## Objective
Count the lines of the records below that contain the word "hair", treating uppercase and lowercase as different, and give only the number.
***** Exercise material
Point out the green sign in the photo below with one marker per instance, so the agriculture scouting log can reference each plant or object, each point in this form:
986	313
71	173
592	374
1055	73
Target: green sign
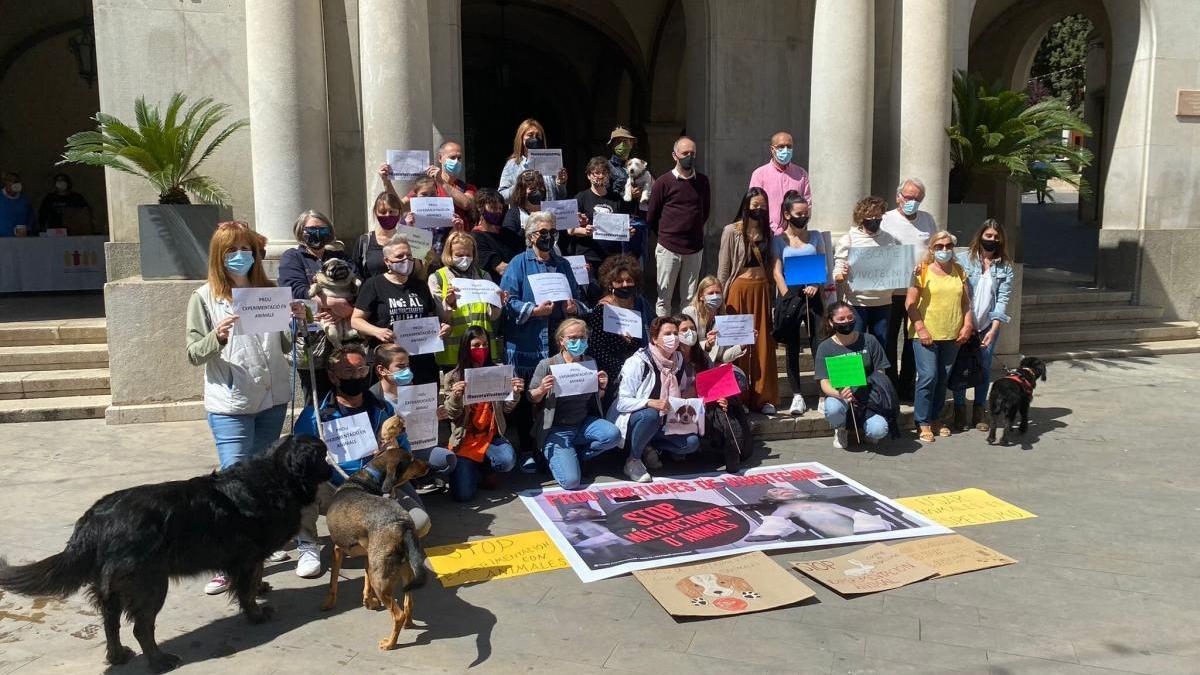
846	370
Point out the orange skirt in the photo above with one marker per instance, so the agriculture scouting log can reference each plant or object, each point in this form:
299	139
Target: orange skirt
753	297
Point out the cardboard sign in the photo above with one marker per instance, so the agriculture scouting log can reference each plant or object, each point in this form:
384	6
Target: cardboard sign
419	335
732	585
497	557
846	370
262	310
871	569
718	383
952	554
965	507
805	270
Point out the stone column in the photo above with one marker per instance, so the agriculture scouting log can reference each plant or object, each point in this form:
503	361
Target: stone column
925	94
288	114
395	73
841	109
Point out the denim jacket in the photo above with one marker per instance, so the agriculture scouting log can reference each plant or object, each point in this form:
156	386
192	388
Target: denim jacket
1002	284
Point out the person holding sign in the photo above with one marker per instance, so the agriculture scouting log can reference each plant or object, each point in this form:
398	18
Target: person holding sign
940	318
477	430
460	261
744	266
846	342
570	429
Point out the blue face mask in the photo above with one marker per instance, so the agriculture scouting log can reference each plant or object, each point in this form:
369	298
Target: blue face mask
239	262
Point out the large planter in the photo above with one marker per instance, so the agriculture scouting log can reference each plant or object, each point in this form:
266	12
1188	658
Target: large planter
174	239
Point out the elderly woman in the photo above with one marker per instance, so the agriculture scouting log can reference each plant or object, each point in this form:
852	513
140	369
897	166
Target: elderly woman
940	317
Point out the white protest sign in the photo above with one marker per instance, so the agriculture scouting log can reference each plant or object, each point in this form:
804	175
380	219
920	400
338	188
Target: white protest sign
477	291
567	213
574	378
579	268
432	213
408	165
881	268
262	310
418	335
610	227
735	329
549	287
492	383
622	321
546	161
418	406
349	437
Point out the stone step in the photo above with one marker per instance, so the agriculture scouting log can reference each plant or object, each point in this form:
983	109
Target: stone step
45	383
54	408
59	332
1089	312
1113	332
53	357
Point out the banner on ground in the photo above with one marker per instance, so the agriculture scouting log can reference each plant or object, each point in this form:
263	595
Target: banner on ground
611	529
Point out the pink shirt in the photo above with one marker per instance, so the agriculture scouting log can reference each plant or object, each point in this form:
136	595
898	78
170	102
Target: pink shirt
778	181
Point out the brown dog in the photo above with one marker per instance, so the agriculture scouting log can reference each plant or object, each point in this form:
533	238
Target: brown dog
364	519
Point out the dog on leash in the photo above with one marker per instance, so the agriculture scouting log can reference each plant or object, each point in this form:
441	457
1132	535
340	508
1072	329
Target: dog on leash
364	519
1012	394
131	543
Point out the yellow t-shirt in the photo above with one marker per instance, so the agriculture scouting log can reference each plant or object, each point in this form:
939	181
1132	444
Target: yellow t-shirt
940	302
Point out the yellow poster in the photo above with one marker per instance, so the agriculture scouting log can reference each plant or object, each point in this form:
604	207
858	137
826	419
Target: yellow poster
497	557
964	507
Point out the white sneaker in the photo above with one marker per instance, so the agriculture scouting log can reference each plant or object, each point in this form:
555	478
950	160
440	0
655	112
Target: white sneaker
309	562
636	471
798	405
217	585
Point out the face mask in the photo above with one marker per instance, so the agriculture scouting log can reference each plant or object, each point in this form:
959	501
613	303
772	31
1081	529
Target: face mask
478	356
239	262
576	346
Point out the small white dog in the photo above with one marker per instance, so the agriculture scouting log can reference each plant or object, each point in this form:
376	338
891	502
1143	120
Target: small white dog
639	177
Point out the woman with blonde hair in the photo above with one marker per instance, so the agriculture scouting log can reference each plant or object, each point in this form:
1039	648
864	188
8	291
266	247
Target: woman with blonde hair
940	317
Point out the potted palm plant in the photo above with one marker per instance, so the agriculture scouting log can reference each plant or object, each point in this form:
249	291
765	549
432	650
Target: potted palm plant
167	150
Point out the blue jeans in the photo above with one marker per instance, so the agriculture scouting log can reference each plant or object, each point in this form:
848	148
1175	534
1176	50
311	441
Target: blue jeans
567	448
646	429
838	416
934	364
981	390
875	321
241	436
465	477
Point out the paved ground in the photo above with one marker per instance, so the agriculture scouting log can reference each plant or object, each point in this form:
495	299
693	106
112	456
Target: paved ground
1108	577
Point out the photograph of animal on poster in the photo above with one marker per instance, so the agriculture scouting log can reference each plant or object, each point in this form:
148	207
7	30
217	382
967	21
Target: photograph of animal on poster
616	527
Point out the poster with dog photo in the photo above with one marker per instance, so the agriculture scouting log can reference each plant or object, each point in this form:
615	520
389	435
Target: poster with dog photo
611	529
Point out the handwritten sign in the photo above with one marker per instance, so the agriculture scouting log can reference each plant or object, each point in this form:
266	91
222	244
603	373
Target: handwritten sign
964	507
622	321
491	383
881	268
575	378
610	227
349	437
418	335
432	213
498	557
735	329
262	310
549	287
407	165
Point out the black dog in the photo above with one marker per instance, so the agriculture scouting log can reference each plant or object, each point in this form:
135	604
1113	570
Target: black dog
1012	394
129	545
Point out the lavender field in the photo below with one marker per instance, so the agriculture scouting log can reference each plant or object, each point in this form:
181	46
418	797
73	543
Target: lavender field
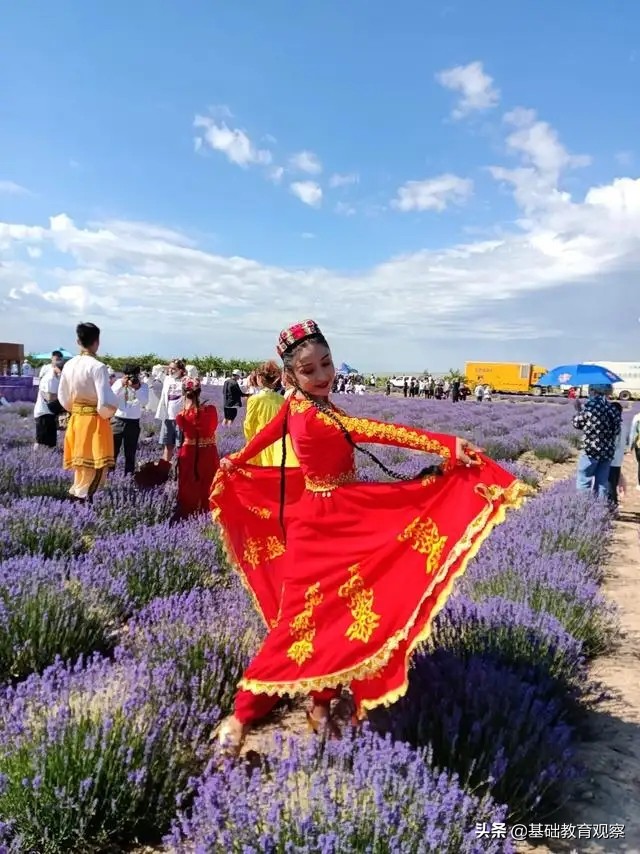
**********
## The result
2